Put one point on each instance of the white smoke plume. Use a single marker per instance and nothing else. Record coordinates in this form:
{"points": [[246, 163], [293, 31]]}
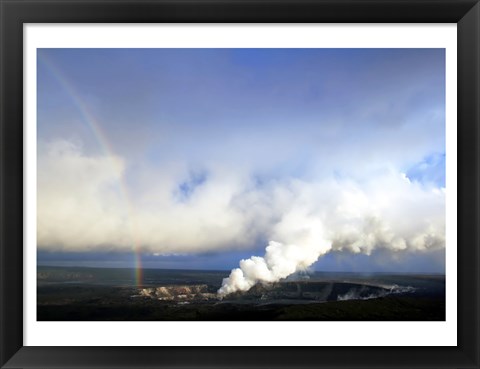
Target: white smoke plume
{"points": [[395, 214]]}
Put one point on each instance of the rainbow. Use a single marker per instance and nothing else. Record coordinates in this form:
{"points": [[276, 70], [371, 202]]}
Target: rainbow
{"points": [[101, 138]]}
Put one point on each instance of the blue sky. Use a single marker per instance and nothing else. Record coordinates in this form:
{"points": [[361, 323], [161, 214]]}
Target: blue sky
{"points": [[200, 157]]}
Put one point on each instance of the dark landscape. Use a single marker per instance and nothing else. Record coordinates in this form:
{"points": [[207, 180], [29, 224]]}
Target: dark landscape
{"points": [[108, 294]]}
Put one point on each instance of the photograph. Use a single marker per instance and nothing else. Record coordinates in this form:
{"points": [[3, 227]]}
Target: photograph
{"points": [[241, 184]]}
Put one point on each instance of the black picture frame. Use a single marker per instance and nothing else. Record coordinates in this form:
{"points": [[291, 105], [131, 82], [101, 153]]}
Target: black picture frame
{"points": [[15, 13]]}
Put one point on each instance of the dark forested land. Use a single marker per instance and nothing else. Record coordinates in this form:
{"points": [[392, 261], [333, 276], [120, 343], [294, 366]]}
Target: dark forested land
{"points": [[77, 294]]}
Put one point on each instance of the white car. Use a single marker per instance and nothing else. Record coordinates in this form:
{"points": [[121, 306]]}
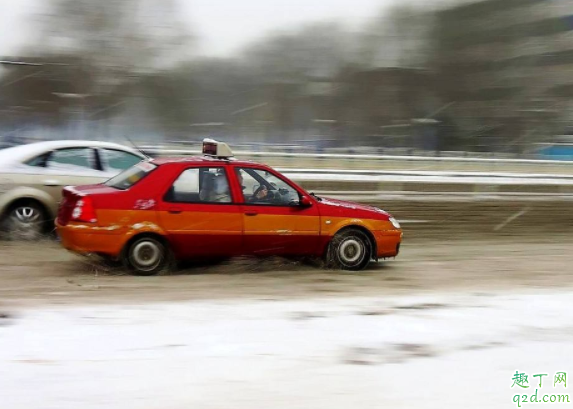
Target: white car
{"points": [[32, 177]]}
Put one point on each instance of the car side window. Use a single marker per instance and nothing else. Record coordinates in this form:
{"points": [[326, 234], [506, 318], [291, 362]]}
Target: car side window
{"points": [[71, 159], [117, 161], [200, 185], [263, 188]]}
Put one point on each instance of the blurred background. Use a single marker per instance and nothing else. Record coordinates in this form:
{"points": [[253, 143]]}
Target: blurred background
{"points": [[407, 78], [455, 116]]}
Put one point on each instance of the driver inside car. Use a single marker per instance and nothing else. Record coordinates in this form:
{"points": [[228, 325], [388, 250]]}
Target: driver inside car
{"points": [[261, 194]]}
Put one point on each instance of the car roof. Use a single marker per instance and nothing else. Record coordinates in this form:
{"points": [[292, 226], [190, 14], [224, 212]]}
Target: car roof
{"points": [[28, 151], [203, 160]]}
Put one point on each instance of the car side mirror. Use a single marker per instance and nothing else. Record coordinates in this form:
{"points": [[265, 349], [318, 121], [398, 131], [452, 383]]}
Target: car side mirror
{"points": [[305, 201]]}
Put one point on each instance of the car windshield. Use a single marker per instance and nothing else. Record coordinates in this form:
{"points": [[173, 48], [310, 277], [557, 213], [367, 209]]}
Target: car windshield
{"points": [[131, 176]]}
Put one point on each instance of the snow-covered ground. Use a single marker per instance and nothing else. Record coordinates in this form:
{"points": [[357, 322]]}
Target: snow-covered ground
{"points": [[435, 351]]}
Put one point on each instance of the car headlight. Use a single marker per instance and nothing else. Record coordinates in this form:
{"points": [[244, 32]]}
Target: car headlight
{"points": [[394, 222]]}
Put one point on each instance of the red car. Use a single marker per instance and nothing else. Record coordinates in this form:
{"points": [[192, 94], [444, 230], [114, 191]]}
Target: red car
{"points": [[216, 206]]}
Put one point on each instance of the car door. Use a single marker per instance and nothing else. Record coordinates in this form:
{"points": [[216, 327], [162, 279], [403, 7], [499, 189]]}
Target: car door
{"points": [[199, 214], [280, 225]]}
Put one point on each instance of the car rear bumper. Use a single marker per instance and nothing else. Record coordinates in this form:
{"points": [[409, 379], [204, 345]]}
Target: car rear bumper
{"points": [[388, 243], [84, 239]]}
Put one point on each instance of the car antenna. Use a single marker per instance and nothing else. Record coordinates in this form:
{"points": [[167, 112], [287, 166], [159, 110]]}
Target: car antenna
{"points": [[137, 148]]}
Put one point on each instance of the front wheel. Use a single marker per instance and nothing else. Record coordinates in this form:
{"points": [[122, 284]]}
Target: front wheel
{"points": [[25, 221], [350, 250], [146, 256]]}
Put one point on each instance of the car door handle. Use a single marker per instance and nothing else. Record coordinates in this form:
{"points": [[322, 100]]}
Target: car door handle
{"points": [[175, 210], [52, 182]]}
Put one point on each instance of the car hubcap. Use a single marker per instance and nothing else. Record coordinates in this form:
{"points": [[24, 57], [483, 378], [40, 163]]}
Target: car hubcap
{"points": [[146, 255], [351, 252], [26, 215]]}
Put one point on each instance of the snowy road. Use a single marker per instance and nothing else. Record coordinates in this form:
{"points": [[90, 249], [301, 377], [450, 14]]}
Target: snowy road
{"points": [[435, 351]]}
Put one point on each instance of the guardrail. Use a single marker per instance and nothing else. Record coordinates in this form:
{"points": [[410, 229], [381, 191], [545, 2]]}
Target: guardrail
{"points": [[377, 177]]}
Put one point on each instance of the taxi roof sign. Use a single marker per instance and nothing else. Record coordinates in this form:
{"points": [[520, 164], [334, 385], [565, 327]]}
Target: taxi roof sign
{"points": [[216, 149]]}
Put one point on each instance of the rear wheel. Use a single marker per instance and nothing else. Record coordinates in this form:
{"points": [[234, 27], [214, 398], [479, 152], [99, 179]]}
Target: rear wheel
{"points": [[26, 220], [350, 249], [146, 256]]}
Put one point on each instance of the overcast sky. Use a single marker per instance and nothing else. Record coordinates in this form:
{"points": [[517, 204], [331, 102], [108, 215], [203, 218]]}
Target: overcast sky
{"points": [[222, 27]]}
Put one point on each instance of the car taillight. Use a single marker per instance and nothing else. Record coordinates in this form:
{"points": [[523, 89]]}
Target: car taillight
{"points": [[84, 210]]}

#### Written exercise:
Put every line of the records above into a JSON list of strings, one string per line, with blank lines dropped and the pictures left out.

#### Response for this exercise:
[
  "Put one point on each instance of the white smoke plume. Use a single marker per instance and nothing else. Record coordinates in this form:",
  "{\"points\": [[246, 163], [293, 31]]}",
  "Target: white smoke plume",
  "{\"points\": [[395, 214]]}",
  "Put one point on each instance of the rainbow. Use a single marker per instance and nothing else. Record coordinates in this form:",
  "{\"points\": [[276, 70], [371, 202]]}",
  "Target: rainbow",
  "{\"points\": [[101, 138]]}",
  "Put one point on each instance of the blue sky. Use a single marker per instance and nothing else. Record coordinates in this form:",
  "{\"points\": [[361, 323], [161, 214]]}",
  "Target: blue sky",
  "{\"points\": [[200, 157]]}",
  "Put one point on each instance of the dark landscape. Use a single marker per instance and nothing else. Record coordinates in this form:",
  "{\"points\": [[207, 180], [29, 224]]}",
  "Target: dark landscape",
  "{\"points\": [[108, 294]]}",
  "Put one point on each instance of the photograph. Use a single marker per instance and nothing else. Record coordinates in this form:",
  "{\"points\": [[3, 227]]}",
  "Target: photograph",
  "{\"points\": [[241, 184]]}",
  "Put one point on each instance of the black picture frame. Use a single marker per instance and nothing else. Record coordinates in this form:",
  "{\"points\": [[291, 105], [131, 82], [101, 153]]}",
  "Target: black picture frame",
  "{\"points\": [[15, 13]]}",
  "Put one point on each instance of the dark forested land. Use a single marker per instance and nothing else. Record coordinates in this form:",
  "{\"points\": [[392, 261], [333, 276], [120, 343], [294, 366]]}",
  "Target: dark forested land",
  "{\"points\": [[77, 294]]}",
  "Put one point on each instance of the white car. Use a single marker per instance and nothing else. Record coordinates in this form:",
  "{\"points\": [[121, 306]]}",
  "Target: white car",
  "{\"points\": [[32, 177]]}",
  "Put one point on each instance of the car side window. Use a single marker per instance and nothing else. Record coordinates in this form:",
  "{\"points\": [[326, 234], [506, 318], [291, 362]]}",
  "Target: car side window",
  "{\"points\": [[71, 159], [117, 161], [200, 185], [263, 188]]}",
  "Put one point on each instance of the blurred background. Use a single marker per instance and nothing else. Record coordinates in this form:",
  "{\"points\": [[253, 143]]}",
  "Target: blurred background",
  "{\"points\": [[407, 78], [455, 116]]}",
  "Put one point on each instance of the driver inside car. Use a single marker per instance and nothing else. Record coordinates in this form:",
  "{\"points\": [[228, 325], [388, 250]]}",
  "Target: driver inside car",
  "{\"points\": [[261, 194]]}",
  "Put one point on each instance of the car roof. Use a single marker per instance and nothing else. Record coordinates in this form:",
  "{\"points\": [[292, 226], [190, 14], [224, 212]]}",
  "Target: car roof",
  "{\"points\": [[28, 151], [203, 160]]}",
  "Put one point on each instance of the car side mirror. Use a single marker per instance and nothing else. Record coordinates in this form:",
  "{\"points\": [[265, 349], [318, 121], [398, 131], [452, 383]]}",
  "Target: car side mirror",
  "{\"points\": [[305, 201]]}",
  "Put one point on each instance of the car windshield. Use a single marker per instance and nothing else. Record coordinates in this form:",
  "{\"points\": [[173, 48], [310, 277], [557, 213], [367, 209]]}",
  "Target: car windshield",
  "{\"points\": [[131, 176]]}",
  "Put one point on each instance of the snow-covered ground. Use a single marker per instance and nothing else. Record coordinates in this form:",
  "{\"points\": [[357, 322]]}",
  "Target: snow-covered ground",
  "{\"points\": [[435, 351]]}",
  "Put one point on each instance of the car headlight. Use a single marker per instance and nothing else. Record coordinates in this form:",
  "{\"points\": [[244, 32]]}",
  "Target: car headlight",
  "{\"points\": [[394, 222]]}",
  "Put one point on each instance of the red car. Use a single marker per instance and nothing else. Record coordinates in this form:",
  "{\"points\": [[192, 94], [444, 230], [114, 191]]}",
  "Target: red car",
  "{\"points\": [[216, 206]]}",
  "Put one point on each instance of the car door. Use a single marker per instance and nothing else. Record coordinates in this form:",
  "{\"points\": [[216, 327], [162, 279], [403, 7], [499, 189]]}",
  "Target: car door",
  "{\"points\": [[199, 214], [280, 225]]}",
  "Put one point on each instance of the car rear bumper. Use a single marker per instance and nothing else. Record coordinates in this form:",
  "{\"points\": [[409, 379], [204, 345]]}",
  "Target: car rear bumper",
  "{\"points\": [[388, 243], [84, 239]]}",
  "Put one point on each instance of the car antenna. Use a single marker per instance and nothing else. Record coordinates in this form:",
  "{\"points\": [[167, 112], [287, 166], [159, 110]]}",
  "Target: car antenna",
  "{\"points\": [[137, 148]]}",
  "Put one point on each instance of the front wheel. Use a single marker per instance and nothing else. Record coordinates in this form:",
  "{\"points\": [[122, 284]]}",
  "Target: front wheel",
  "{\"points\": [[25, 221], [350, 250], [146, 256]]}",
  "Put one point on each instance of the car door handle. Use a single marker per instance and nothing else. Record coordinates in this form:",
  "{\"points\": [[322, 100]]}",
  "Target: car door handle",
  "{\"points\": [[175, 210], [52, 182]]}",
  "Put one point on each instance of the car hubcap. Use a single marker per instance and nothing else. Record coordinates in this form:",
  "{\"points\": [[24, 57], [483, 378], [40, 163]]}",
  "Target: car hubcap",
  "{\"points\": [[146, 255], [351, 252], [26, 215]]}",
  "Put one point on each instance of the snowy road. Use a single marker per instance and nothing else. Record coordinates in this form:",
  "{\"points\": [[90, 249], [301, 377], [450, 14]]}",
  "Target: snowy road",
  "{\"points\": [[435, 351]]}",
  "Put one point on each instance of the guardrail. Use a single marker per instance and nothing else. Record coordinates in this form:",
  "{\"points\": [[410, 229], [381, 191], [545, 2]]}",
  "Target: guardrail",
  "{\"points\": [[377, 177]]}",
  "Put one point on each instance of the taxi roof sign. Use a single marker per instance and nothing else. Record coordinates in this form:",
  "{\"points\": [[520, 164], [334, 385], [565, 327]]}",
  "Target: taxi roof sign",
  "{\"points\": [[216, 149]]}",
  "Put one point on each instance of the rear wheel. Use a single marker per instance and nothing else. Record coordinates in this form:",
  "{\"points\": [[234, 27], [214, 398], [479, 152], [99, 179]]}",
  "Target: rear wheel",
  "{\"points\": [[26, 220], [350, 249], [146, 256]]}",
  "Put one point on each instance of the overcast sky. Use a single marker per instance and nothing else. Record coordinates in this form:",
  "{\"points\": [[517, 204], [331, 102], [108, 215], [203, 218]]}",
  "Target: overcast sky",
  "{\"points\": [[222, 27]]}",
  "Put one point on each instance of the car taillight. Use a single marker per instance and nothing else. Record coordinates in this form:",
  "{\"points\": [[523, 89]]}",
  "Target: car taillight",
  "{\"points\": [[84, 210]]}"
]